**Supplied records:**
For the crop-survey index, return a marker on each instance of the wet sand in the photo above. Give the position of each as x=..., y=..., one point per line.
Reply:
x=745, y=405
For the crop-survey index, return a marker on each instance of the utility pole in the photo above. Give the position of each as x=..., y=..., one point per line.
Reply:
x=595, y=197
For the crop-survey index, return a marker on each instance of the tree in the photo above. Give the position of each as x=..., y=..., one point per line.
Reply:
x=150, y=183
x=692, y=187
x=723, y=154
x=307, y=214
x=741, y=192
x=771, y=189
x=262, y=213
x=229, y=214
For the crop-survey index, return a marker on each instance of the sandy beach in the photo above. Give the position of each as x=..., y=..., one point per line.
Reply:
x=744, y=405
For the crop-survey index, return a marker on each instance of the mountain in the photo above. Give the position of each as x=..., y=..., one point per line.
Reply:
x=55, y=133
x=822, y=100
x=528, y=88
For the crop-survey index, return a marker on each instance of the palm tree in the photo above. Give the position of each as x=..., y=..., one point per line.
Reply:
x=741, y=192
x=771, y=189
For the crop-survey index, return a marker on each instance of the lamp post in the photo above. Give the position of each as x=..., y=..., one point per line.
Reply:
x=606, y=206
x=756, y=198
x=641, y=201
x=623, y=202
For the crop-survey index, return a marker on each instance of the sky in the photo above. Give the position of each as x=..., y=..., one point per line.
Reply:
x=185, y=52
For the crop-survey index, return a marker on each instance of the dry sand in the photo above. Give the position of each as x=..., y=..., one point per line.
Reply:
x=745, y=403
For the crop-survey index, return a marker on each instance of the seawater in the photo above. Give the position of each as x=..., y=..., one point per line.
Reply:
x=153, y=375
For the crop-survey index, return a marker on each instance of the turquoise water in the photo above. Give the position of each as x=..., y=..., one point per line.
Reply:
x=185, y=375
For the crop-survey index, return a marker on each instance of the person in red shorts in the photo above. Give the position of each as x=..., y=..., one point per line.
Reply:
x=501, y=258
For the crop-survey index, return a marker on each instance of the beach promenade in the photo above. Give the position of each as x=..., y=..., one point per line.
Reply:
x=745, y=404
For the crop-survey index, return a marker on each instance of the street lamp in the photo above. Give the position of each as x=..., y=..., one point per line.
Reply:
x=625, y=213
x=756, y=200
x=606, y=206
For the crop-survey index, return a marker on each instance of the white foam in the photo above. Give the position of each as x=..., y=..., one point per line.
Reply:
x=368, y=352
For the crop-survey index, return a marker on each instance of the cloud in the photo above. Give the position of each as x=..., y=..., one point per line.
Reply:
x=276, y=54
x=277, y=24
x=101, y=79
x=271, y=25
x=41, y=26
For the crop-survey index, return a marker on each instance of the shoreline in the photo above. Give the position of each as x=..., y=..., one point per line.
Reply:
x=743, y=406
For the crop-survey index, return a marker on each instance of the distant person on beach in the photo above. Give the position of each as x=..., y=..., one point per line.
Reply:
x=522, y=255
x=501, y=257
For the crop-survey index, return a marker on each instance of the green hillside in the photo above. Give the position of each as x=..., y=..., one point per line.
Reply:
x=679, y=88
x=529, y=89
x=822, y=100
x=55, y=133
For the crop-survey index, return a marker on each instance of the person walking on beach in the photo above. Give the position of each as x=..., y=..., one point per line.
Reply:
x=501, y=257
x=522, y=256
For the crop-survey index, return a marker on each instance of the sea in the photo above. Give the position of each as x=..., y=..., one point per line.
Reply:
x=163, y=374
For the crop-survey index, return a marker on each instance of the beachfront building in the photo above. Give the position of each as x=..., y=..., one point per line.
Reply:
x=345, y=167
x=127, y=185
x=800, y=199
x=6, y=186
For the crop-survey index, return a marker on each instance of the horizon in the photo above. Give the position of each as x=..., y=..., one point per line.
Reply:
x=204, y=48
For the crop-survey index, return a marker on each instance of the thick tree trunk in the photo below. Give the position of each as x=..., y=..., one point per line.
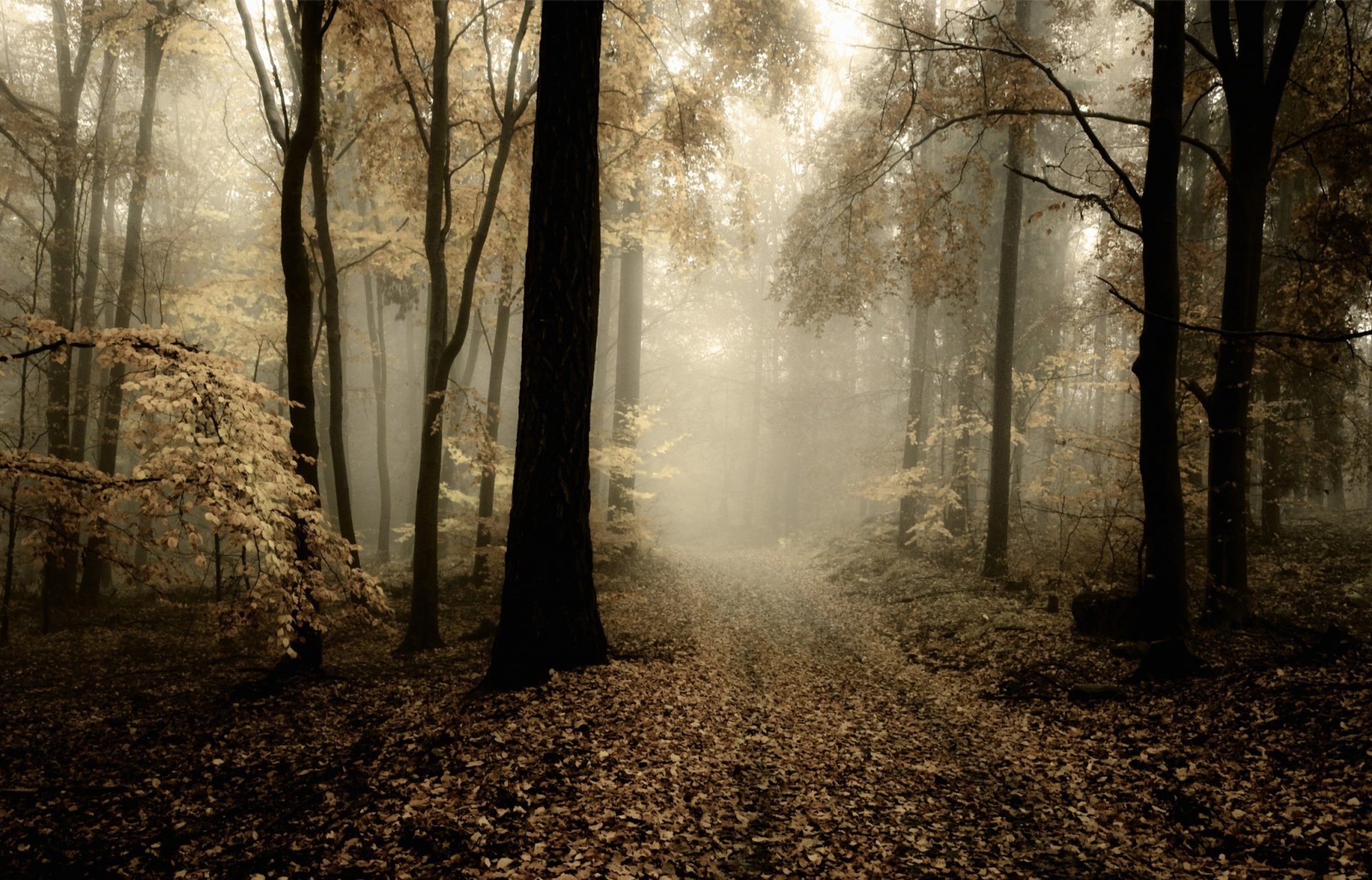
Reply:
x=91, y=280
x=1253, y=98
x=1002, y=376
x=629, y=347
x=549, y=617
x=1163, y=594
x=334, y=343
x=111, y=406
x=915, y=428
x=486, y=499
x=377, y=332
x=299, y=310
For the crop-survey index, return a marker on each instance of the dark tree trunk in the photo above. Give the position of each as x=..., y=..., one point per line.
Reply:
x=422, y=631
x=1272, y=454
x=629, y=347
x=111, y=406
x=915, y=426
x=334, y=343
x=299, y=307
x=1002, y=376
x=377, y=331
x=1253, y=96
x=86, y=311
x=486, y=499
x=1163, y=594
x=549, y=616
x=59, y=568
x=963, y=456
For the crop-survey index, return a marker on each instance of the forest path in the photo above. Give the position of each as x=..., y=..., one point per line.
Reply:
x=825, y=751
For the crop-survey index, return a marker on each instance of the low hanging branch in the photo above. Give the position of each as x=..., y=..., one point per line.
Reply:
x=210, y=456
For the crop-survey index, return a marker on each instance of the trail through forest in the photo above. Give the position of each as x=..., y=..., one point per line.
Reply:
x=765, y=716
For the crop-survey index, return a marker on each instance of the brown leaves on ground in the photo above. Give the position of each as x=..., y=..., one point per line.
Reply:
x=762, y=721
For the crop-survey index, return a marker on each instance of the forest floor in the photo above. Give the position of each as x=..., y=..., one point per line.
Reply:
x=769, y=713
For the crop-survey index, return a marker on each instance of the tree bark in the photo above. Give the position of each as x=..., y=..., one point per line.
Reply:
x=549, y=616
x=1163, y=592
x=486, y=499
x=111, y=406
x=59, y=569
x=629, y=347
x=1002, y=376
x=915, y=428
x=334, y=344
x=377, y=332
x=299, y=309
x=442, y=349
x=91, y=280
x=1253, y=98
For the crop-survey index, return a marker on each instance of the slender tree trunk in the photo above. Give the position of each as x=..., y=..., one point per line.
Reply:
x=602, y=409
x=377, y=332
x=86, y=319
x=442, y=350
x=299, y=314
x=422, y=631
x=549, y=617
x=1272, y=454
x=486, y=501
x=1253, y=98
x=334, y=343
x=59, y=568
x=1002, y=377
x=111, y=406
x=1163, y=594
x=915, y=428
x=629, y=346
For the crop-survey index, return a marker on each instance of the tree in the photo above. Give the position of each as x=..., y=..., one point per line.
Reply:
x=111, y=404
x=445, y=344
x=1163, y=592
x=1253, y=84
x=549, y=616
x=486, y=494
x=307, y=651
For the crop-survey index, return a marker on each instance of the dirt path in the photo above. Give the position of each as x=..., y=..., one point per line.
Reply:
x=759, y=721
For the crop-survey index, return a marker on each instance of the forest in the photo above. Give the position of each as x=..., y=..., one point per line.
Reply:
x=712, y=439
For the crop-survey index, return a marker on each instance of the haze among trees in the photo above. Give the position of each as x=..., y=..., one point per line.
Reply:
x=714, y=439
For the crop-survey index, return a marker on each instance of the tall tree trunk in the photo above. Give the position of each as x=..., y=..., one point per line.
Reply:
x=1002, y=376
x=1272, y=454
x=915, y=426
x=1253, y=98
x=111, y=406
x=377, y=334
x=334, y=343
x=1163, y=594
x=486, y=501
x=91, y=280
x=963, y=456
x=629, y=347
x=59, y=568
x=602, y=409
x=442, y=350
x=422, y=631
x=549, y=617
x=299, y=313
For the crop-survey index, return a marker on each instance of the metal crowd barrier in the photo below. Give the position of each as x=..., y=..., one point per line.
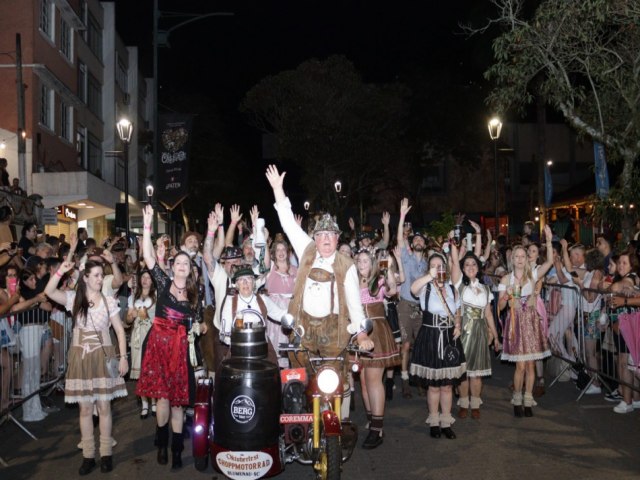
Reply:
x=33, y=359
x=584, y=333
---
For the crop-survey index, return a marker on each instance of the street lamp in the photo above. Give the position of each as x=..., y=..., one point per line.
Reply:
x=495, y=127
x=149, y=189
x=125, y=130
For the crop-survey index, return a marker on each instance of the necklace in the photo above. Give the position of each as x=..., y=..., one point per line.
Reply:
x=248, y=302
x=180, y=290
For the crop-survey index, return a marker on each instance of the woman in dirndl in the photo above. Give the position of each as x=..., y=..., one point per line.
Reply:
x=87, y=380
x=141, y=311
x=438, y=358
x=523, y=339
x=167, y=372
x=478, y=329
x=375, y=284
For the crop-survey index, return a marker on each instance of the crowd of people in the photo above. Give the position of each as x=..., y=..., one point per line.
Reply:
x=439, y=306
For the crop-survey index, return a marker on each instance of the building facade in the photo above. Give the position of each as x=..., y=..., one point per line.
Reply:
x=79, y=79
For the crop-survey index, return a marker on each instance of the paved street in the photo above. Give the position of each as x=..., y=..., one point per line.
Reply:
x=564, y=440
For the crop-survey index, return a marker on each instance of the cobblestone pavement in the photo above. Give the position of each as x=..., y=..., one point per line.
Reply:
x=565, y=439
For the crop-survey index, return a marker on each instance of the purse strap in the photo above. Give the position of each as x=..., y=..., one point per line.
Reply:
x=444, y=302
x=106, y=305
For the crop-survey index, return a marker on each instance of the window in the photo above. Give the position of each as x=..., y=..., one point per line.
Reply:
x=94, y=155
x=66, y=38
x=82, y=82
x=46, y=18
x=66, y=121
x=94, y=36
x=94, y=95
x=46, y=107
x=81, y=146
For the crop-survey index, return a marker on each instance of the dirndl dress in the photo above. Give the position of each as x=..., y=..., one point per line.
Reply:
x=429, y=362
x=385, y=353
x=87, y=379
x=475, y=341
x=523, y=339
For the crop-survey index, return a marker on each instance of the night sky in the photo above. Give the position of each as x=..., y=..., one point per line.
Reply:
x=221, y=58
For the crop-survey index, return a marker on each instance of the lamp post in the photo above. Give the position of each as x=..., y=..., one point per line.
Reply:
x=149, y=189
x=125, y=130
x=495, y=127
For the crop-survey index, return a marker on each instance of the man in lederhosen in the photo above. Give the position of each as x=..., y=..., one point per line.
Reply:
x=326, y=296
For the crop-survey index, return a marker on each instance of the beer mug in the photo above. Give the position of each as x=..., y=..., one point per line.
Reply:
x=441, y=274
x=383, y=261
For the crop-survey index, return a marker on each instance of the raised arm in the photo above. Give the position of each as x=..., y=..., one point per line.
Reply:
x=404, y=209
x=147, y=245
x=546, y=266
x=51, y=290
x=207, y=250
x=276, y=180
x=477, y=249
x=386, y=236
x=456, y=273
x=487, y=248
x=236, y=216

**What the task requires:**
Repeat everything in the material from the line containing "of the seawater" down to the line containing "x=153, y=375", keeping both of those lines.

**Written solution:**
For the crop-survey index, return a marker on each instance of the seawater in the photo above. Give the position of each as x=..., y=..., one point per line.
Reply:
x=153, y=375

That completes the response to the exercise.